■ How to complete this task ■
Extract all lines from the data beneath that include the word "print".

■ Records for this task ■
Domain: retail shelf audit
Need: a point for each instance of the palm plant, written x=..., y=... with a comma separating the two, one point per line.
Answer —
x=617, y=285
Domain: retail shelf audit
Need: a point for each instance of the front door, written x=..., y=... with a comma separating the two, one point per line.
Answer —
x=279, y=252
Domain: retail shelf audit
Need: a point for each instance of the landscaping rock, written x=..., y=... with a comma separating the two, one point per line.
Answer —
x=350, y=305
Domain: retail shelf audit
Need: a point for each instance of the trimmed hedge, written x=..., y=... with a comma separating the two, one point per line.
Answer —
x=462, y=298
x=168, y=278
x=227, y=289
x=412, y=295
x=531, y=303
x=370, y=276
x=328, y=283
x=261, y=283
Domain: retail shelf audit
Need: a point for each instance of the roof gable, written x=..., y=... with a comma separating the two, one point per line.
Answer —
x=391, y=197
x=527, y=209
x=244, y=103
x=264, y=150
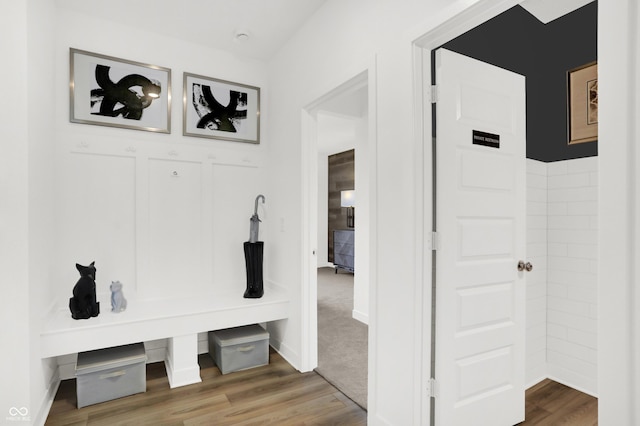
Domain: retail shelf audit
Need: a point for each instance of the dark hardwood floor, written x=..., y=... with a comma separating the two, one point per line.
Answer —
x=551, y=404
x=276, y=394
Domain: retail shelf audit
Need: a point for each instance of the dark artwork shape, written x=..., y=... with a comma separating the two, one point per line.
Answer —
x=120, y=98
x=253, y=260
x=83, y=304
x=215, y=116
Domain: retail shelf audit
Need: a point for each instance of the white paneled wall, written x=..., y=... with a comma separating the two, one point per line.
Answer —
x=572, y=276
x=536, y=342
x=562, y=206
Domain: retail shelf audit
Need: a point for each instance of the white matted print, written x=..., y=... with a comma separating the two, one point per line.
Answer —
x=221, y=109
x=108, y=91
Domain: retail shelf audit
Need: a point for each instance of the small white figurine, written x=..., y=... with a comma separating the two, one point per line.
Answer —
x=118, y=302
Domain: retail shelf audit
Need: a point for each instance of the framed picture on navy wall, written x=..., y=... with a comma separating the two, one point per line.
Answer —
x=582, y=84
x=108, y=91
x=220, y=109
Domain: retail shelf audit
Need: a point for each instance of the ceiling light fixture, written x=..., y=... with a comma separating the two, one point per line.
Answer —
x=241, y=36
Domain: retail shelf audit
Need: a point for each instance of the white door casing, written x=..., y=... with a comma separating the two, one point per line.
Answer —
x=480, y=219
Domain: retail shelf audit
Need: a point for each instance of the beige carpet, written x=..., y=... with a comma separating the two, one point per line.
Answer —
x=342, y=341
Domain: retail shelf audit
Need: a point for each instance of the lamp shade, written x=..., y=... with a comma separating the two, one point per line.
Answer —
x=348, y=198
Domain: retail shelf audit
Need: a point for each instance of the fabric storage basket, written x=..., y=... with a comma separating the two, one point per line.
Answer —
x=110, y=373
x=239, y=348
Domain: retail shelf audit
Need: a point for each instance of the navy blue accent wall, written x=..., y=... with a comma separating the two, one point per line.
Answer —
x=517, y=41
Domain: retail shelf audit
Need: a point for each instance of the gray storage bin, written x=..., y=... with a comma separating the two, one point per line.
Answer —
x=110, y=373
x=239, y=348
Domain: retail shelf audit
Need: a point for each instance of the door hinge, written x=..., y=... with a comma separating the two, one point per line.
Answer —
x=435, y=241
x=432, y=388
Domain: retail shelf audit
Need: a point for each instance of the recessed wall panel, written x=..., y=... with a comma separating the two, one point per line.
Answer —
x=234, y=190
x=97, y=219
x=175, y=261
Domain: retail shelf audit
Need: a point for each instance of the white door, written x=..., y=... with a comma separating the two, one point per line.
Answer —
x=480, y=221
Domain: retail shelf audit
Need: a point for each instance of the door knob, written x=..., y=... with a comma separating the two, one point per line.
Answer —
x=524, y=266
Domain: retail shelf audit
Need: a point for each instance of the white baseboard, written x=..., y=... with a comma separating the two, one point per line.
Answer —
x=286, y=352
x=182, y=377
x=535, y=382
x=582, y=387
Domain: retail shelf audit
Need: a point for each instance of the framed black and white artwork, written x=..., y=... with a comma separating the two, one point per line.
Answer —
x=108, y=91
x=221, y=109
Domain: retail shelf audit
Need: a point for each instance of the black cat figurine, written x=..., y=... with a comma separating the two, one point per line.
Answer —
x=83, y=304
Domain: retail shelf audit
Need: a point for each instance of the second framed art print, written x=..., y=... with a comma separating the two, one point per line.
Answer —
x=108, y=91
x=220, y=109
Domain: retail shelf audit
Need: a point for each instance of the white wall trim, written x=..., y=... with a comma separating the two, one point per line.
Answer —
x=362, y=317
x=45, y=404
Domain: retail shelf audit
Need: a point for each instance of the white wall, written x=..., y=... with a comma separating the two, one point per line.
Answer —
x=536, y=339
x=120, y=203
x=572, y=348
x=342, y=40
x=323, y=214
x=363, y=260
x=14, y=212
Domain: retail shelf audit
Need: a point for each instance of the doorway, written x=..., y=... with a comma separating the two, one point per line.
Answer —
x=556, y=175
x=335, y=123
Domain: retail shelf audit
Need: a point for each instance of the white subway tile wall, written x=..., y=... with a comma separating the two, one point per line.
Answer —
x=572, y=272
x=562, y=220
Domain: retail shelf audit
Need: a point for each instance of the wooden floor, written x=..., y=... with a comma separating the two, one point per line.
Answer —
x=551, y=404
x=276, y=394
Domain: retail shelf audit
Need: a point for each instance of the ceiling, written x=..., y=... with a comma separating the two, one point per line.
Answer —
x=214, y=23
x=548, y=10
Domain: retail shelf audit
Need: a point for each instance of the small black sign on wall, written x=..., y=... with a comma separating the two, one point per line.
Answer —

---

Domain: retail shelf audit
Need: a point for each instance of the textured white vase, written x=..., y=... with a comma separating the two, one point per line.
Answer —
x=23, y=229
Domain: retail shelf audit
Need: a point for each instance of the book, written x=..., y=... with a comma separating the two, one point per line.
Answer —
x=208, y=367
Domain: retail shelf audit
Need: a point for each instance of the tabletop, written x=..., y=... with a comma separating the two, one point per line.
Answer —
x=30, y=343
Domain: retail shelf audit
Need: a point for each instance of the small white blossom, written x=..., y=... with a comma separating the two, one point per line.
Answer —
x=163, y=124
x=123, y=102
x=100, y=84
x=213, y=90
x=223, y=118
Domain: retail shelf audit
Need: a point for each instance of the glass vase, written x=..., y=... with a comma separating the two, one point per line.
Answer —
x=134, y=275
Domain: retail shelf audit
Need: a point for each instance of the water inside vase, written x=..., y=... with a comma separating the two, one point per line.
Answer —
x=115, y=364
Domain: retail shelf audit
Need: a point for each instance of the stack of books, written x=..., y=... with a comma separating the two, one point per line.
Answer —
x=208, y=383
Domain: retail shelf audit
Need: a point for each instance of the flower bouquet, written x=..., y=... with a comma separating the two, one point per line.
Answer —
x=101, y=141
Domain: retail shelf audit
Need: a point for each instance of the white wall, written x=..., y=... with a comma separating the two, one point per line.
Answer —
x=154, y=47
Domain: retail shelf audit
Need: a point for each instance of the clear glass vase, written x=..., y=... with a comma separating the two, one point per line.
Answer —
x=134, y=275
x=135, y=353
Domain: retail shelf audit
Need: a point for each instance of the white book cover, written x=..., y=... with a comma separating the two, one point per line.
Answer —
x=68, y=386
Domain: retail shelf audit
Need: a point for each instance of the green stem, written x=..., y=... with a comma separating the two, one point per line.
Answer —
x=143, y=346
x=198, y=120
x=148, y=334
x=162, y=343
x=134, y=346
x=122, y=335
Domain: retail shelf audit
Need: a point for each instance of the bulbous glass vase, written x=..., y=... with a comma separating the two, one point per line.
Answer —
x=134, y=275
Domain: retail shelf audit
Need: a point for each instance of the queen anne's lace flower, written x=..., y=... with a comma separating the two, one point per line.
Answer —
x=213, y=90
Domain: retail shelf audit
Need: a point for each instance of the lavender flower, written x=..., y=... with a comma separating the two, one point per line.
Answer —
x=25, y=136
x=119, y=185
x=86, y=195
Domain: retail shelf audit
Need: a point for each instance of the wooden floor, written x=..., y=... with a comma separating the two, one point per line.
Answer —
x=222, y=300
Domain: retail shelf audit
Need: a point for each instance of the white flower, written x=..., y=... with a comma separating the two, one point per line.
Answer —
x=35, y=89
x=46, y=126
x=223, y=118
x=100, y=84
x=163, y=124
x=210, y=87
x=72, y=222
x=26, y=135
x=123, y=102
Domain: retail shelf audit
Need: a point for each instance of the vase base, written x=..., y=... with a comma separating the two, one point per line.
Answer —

--

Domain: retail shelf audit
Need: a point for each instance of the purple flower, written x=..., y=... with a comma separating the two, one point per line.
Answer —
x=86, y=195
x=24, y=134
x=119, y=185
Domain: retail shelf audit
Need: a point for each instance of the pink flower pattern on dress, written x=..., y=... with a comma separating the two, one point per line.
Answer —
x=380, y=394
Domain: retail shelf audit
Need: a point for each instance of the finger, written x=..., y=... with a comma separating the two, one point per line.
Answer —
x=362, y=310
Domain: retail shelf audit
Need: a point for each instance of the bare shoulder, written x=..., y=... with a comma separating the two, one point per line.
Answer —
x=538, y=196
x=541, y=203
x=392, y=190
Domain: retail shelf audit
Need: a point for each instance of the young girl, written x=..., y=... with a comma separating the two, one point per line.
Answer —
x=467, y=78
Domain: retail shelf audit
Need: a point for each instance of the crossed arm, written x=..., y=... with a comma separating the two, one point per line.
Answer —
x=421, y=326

■ Task answer ■
Need: a point for each instance of the white matted print, written x=..., y=... with a comma separating the two, one point per line.
Need: a point for each instance of the second framed art print, written x=..., y=... with a comma separating the two, one point per line.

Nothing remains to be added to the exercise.